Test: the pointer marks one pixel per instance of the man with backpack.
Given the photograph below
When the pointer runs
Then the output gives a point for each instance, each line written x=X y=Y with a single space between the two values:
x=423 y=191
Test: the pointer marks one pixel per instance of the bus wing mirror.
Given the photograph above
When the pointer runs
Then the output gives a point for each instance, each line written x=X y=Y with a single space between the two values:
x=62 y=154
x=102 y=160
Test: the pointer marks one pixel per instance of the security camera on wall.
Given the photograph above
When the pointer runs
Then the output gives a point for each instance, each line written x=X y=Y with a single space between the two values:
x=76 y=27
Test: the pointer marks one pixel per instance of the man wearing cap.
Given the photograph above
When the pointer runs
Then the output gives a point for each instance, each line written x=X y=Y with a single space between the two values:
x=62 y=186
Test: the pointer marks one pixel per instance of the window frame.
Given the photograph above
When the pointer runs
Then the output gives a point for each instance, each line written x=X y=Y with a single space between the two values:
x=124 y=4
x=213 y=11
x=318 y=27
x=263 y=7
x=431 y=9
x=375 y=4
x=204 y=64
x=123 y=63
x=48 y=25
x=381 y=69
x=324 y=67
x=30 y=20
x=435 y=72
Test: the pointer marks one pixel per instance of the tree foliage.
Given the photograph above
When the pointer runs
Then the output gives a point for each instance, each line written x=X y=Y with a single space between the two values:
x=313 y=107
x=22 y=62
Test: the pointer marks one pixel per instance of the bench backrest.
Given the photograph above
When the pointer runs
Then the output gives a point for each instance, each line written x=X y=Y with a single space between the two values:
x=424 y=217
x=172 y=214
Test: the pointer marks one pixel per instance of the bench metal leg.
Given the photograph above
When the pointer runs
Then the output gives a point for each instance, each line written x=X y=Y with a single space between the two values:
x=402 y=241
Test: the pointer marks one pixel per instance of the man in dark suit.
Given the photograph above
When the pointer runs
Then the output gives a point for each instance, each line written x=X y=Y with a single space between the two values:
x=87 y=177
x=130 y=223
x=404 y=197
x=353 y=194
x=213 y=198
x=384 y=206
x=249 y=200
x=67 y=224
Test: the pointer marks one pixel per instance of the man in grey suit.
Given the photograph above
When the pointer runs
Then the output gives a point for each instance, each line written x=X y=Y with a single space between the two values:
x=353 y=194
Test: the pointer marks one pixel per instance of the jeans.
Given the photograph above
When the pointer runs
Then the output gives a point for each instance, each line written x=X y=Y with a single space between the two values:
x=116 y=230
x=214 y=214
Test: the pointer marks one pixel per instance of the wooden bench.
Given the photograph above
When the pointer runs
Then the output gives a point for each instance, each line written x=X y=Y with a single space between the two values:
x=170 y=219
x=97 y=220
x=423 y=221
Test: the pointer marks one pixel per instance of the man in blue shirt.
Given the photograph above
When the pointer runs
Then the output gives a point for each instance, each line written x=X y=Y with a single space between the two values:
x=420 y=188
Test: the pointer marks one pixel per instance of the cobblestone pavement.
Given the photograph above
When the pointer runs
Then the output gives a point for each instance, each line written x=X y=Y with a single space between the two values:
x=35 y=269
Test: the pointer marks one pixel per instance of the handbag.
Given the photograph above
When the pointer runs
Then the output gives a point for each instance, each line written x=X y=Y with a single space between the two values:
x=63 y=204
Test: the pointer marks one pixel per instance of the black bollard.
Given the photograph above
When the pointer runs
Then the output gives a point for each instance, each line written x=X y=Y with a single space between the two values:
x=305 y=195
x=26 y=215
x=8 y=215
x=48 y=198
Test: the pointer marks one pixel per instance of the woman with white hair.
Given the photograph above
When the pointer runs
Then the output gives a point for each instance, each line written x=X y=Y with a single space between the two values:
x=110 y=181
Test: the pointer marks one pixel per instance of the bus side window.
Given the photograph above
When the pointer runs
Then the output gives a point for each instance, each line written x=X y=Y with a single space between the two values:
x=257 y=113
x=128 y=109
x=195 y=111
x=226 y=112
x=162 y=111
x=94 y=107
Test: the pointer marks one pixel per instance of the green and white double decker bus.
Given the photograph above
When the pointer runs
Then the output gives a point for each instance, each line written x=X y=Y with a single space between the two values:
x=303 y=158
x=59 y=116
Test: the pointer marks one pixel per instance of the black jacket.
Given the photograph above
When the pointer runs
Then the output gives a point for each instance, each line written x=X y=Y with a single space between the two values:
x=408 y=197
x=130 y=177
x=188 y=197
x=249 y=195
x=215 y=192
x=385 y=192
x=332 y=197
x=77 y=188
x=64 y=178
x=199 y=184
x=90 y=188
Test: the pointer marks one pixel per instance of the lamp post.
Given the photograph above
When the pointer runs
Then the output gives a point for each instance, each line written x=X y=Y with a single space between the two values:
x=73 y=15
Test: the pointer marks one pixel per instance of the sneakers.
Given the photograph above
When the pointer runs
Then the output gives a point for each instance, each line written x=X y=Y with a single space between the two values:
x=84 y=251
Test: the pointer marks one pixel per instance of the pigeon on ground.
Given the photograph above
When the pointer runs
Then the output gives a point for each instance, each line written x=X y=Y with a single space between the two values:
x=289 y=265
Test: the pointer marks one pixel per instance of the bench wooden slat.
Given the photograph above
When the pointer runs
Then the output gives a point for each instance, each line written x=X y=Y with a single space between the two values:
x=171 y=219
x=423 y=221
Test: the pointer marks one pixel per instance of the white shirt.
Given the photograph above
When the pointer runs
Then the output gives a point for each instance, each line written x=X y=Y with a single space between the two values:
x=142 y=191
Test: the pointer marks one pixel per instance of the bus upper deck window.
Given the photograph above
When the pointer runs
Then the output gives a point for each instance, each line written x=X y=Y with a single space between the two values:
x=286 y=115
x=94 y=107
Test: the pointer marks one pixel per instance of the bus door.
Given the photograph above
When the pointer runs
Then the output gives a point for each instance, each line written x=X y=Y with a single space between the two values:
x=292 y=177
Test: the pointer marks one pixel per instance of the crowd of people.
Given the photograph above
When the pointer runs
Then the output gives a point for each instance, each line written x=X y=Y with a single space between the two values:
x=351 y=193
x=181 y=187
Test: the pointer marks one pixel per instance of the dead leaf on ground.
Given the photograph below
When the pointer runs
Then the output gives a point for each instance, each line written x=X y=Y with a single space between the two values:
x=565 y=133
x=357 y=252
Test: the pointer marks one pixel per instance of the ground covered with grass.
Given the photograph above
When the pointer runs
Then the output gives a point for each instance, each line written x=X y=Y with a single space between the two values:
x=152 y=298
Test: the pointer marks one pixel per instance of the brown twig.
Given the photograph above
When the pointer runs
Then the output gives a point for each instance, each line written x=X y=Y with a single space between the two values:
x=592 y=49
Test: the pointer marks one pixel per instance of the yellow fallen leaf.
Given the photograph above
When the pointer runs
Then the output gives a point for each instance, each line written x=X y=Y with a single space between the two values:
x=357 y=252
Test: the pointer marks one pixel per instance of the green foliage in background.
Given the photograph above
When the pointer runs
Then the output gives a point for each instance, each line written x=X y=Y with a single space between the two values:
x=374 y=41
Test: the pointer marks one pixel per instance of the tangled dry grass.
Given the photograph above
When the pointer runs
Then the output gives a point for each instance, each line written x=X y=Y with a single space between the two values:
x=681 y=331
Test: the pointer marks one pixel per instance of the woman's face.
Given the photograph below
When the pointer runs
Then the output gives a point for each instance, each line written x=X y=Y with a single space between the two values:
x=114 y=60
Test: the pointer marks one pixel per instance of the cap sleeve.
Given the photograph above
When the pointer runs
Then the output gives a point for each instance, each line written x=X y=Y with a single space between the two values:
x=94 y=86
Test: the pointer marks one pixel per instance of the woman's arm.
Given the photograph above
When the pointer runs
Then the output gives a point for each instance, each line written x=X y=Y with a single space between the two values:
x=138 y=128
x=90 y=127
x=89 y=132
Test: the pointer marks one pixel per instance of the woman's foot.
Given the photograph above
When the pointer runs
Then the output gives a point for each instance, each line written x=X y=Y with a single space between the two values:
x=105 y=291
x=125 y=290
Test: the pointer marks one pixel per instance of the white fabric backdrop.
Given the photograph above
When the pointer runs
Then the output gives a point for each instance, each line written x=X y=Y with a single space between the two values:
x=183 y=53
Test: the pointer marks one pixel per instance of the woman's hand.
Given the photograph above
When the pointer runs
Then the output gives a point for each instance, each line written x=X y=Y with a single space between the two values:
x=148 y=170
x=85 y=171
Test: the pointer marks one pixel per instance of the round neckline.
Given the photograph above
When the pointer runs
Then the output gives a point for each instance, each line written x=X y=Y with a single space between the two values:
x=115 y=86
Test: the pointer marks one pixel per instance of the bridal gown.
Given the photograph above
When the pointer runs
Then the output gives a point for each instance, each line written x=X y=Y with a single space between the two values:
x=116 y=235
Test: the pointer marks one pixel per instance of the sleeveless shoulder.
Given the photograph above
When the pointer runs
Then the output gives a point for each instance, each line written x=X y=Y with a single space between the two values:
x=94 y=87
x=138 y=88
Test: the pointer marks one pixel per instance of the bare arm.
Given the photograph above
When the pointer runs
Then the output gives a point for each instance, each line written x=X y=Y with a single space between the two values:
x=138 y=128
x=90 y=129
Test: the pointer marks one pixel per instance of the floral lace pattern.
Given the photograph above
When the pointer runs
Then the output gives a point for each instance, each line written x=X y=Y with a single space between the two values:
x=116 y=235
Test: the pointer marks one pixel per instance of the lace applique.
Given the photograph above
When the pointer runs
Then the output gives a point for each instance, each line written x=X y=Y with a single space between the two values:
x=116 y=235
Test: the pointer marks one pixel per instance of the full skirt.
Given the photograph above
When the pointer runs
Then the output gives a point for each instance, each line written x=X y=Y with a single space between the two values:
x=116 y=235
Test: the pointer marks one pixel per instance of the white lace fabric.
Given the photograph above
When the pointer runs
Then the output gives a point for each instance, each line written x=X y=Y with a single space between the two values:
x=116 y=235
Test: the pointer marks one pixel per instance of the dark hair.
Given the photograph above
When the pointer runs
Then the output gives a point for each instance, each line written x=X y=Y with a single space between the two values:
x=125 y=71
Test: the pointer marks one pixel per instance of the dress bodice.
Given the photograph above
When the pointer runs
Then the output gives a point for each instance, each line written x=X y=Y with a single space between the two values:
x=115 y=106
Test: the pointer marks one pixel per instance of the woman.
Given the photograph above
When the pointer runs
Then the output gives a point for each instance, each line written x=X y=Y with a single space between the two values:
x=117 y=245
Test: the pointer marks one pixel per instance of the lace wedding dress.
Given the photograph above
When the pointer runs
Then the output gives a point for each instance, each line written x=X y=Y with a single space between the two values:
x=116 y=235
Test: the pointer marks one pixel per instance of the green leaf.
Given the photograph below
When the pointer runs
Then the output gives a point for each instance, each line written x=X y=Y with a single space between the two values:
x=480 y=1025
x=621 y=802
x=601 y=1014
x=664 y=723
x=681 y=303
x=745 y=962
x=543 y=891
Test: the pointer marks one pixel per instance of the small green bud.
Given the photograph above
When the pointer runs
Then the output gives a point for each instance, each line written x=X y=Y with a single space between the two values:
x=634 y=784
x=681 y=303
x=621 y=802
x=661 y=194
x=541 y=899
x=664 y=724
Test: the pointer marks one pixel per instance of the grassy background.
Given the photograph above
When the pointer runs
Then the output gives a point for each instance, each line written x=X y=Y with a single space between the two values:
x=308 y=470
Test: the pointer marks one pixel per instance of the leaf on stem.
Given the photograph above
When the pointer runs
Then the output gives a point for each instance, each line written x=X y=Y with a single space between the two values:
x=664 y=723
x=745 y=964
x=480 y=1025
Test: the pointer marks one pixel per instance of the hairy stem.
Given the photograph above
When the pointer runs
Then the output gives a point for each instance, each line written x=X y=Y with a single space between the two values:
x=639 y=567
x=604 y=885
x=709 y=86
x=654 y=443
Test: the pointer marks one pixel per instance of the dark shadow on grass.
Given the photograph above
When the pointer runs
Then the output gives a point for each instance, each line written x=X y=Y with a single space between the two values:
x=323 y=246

+ + +

**What is asked**. Copy the items verbatim, from the line with "Test: the pointer marks one pixel per instance of the grassy" up to and including the line with "x=654 y=443".

**Task solution**.
Test: the pointer marks one pixel per instance of the grassy background.
Given the photograph above
When the pointer runs
Then the output gives a point for each instance, each line written x=X y=Y with a single space between the two values:
x=308 y=470
Test: the pointer marks one pixel per instance of the leaf on stem.
Given the photograph above
When the pointer runs
Then the output gives a point for each instance, each line written x=X y=Y with a single space between the two values:
x=664 y=723
x=745 y=964
x=480 y=1025
Test: the pointer marks one pixel per instance of the hairy stem.
Given the photograph above
When the pointer runs
Then the output gives a point for each instance, each line written x=X y=Y with a single space between the two values:
x=639 y=567
x=604 y=885
x=709 y=86
x=654 y=443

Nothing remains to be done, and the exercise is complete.